### [Exercise set]
a: In the passage about Warnecke's career, what circulation had The Australian Women's Weekly reached by 1939?
b: Echo the passage about Warnecke's career from "The Australian Women's Weekly launched" up to and including "in the world.".

### [Passage to read]
※
Warnecke served as chief sub-editor of the Daily Guardian from 1926 and became a protégé of its proprietor R. C. Packer. He was appointed editor of Packer's new Sunday Guardian in 1929 and later became the Editor-in-Chief of Frank Packer's Australian Consolidated Press, responsible for the relaunch of The Daily Telegraph. However, his most enduring achievement during the inter-war years was the founding of The Australian Women's Weekly. Warnecke wrote of his plans:
Give it an unswerving Australian outlook [...] Above all, whether the journalists are writing about fashion, cookery, baby care or diet there has to be a[n] element of news in what they write.
The Australian Women's Weekly launched in May 1933 with Warnecke as its editor and one of its regular contributors, along with several other prominent journalists and writers.His vision for the magazine as a mass-market, but thought-provoking publication with high production values, made it highly successful. He had to go abroad from 1934 and did not return until 1935. Alice Mabel Jackson became the de facto editor of "the weekly" even though Warnecke was still the nominal editor. Jackson became the editor in April 1939. By 1939, the magazine's circulation had reached 400,000 copies a week and for its first 50 years it remained the highest selling per capita magazine in the world.

===American sojourn and post-war Australia===
Warnecke's relations with Frank Packer became increasingly strained after 1935 and in April 1939 he resigned from Consolidated Press. He and Nora went to the United States. There he studied printing and magazine methods for The Herald and Weekly Times company owned by Keith Murdoch and wrote regular articles for the Melbourne Herald on US foreign policy and other topics. In 1940 he became a foreign correspondent for the McClure Newspaper Syndicate and in 1943 joined the US Office of War Information as a special writer. Many of his articles from that period were syndicated in Australian newspapers.
※
[Records from a dataset]
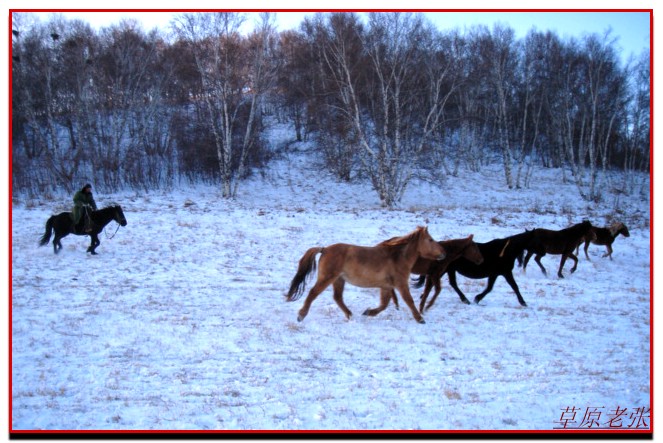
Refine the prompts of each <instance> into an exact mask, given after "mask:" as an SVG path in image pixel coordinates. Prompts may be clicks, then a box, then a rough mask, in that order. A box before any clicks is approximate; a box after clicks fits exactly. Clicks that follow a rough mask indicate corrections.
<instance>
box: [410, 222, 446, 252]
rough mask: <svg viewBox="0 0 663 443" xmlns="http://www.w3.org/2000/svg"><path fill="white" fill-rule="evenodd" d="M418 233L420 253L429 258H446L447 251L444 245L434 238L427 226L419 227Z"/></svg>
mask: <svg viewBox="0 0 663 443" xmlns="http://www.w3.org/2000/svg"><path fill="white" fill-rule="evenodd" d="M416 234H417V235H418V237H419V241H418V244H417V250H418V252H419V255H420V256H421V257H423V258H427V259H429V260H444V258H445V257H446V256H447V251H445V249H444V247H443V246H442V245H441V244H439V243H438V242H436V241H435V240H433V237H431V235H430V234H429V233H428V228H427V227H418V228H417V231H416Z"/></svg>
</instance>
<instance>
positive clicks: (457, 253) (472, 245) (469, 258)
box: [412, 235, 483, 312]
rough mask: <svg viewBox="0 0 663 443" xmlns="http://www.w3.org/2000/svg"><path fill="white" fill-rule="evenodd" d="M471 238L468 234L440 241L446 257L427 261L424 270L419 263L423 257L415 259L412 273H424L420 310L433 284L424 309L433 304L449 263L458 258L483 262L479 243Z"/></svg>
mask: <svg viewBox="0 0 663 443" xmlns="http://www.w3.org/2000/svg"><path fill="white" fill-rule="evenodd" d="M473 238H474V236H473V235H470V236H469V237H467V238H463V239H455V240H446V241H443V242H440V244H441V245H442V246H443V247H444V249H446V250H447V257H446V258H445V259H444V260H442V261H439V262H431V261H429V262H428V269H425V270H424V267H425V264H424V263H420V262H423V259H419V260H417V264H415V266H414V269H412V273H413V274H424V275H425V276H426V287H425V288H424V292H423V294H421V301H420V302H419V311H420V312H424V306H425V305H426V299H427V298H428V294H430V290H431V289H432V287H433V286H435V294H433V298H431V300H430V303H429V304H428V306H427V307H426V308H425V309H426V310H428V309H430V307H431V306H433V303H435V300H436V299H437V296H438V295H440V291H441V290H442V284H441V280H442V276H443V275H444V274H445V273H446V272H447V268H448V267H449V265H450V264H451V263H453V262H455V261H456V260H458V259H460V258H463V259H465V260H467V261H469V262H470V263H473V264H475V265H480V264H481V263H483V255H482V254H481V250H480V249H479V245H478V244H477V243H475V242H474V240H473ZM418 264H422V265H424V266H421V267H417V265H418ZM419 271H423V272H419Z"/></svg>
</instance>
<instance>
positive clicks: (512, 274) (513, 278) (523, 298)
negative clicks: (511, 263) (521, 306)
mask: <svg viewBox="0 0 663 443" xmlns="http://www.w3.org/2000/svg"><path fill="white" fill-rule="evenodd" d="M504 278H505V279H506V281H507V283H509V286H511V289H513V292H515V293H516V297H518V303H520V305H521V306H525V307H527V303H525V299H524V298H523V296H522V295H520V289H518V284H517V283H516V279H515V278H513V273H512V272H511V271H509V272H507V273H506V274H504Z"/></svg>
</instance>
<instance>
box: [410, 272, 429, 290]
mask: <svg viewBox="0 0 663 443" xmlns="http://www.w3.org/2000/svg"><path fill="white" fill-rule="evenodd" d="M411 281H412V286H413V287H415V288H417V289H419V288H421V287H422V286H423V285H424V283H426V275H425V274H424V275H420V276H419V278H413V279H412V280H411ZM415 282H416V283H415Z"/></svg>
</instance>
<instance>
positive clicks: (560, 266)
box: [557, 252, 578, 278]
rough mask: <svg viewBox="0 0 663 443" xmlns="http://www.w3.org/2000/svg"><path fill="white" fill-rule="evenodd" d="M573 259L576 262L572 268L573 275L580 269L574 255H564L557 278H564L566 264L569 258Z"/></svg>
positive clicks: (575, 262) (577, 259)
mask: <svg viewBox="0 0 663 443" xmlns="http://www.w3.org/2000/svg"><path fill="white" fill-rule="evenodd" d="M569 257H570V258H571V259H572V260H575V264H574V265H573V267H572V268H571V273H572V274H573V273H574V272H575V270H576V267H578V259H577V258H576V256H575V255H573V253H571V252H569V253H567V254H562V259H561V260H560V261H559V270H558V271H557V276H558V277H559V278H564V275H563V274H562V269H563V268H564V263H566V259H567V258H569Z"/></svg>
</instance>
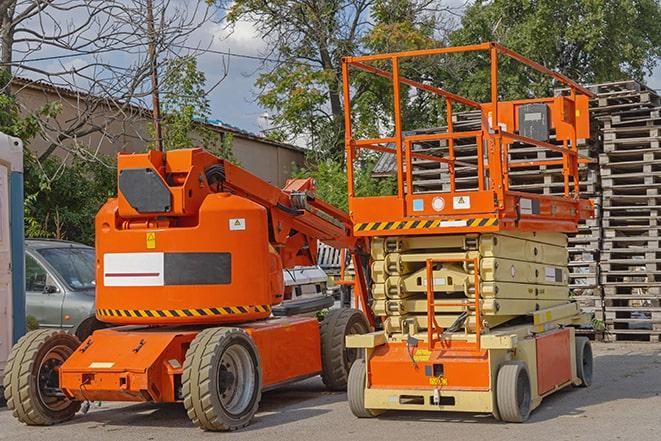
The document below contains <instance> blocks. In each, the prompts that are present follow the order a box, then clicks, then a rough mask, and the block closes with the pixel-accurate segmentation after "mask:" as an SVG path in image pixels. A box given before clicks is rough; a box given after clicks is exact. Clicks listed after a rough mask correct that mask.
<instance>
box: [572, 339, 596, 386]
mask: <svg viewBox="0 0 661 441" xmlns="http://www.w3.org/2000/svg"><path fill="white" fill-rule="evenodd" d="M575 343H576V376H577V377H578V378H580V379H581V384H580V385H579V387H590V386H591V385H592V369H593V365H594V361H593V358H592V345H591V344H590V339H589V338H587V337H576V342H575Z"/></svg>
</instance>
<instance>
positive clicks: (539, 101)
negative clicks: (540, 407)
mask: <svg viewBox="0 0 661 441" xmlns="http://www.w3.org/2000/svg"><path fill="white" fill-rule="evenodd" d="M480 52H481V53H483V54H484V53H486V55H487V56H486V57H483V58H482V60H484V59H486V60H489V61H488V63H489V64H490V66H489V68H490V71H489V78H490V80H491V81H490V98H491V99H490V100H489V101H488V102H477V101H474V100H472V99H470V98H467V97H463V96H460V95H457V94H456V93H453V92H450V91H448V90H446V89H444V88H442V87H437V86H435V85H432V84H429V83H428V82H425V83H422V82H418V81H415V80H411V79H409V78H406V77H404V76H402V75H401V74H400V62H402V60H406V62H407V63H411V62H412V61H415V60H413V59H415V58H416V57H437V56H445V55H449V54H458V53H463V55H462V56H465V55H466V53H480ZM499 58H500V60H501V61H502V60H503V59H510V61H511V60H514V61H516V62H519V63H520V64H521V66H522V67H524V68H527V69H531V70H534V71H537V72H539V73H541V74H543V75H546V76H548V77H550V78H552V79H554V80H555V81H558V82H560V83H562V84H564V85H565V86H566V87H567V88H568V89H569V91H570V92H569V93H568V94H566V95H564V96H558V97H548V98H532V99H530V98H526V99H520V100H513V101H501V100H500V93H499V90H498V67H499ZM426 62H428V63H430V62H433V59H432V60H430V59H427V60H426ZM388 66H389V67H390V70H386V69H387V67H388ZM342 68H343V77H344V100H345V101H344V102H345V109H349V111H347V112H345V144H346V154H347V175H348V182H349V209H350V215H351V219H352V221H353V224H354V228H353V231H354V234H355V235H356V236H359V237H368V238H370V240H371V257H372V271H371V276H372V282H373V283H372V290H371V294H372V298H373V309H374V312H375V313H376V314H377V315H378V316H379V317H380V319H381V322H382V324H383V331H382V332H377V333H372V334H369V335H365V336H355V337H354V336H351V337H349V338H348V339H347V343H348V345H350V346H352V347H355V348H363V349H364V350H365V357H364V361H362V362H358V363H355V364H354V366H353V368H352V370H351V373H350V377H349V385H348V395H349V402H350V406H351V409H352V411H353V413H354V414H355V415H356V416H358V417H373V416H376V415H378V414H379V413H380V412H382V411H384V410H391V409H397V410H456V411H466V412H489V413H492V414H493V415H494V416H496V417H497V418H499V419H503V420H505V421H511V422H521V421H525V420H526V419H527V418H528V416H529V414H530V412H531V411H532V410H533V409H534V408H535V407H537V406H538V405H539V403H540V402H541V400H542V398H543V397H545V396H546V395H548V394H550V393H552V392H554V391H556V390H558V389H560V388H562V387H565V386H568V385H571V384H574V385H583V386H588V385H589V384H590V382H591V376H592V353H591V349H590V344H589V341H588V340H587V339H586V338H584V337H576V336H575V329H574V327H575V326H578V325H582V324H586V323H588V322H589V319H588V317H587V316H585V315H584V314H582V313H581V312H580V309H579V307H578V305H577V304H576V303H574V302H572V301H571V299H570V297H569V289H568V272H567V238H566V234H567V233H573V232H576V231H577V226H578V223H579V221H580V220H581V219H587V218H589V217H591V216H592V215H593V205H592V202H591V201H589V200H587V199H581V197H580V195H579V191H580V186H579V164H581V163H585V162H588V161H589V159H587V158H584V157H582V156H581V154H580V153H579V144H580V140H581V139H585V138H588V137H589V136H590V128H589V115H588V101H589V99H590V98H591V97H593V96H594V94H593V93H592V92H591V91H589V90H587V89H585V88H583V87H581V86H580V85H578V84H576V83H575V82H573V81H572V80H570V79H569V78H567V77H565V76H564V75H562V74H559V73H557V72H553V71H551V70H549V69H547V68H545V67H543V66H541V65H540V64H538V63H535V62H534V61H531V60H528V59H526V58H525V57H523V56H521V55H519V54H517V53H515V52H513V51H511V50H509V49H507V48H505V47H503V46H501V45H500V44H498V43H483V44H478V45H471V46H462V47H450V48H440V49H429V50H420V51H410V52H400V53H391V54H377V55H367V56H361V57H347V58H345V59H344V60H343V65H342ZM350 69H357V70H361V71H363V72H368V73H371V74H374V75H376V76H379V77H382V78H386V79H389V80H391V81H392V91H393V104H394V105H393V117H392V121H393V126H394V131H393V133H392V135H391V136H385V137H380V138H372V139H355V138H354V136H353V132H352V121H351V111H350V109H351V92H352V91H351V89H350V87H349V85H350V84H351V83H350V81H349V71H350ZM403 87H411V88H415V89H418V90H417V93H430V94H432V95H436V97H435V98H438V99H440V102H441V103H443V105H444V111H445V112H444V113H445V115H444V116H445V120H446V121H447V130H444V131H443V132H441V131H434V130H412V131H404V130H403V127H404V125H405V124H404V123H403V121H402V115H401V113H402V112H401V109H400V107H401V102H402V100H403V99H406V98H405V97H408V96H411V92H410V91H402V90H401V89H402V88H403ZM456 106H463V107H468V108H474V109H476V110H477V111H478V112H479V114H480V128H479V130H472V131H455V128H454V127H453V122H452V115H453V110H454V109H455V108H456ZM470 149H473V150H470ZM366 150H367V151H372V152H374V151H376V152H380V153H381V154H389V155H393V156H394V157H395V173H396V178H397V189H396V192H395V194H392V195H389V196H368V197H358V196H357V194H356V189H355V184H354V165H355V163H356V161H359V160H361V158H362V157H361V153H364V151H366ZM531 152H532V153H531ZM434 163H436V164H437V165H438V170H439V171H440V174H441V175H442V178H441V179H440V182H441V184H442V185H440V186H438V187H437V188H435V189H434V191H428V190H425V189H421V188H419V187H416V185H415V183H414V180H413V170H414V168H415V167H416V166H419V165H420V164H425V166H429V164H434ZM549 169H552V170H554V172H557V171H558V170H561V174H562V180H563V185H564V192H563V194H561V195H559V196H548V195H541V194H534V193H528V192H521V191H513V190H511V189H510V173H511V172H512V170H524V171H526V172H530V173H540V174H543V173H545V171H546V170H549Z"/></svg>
※
### [Solved problems]
a: By 1939, the magazine's circulation had reached 400,000 copies a week.

b:
The Australian Women's Weekly launched in May 1933 with Warnecke as its editor and one of its regular contributors, along with several other prominent journalists and writers.His vision for the magazine as a mass-market, but thought-provoking publication with high production values, made it highly successful. He had to go abroad from 1934 and did not return until 1935. Alice Mabel Jackson became the de facto editor of "the weekly" even though Warnecke was still the nominal editor. Jackson became the editor in April 1939. By 1939, the magazine's circulation had reached 400,000 copies a week and for its first 50 years it remained the highest selling per capita magazine in the world.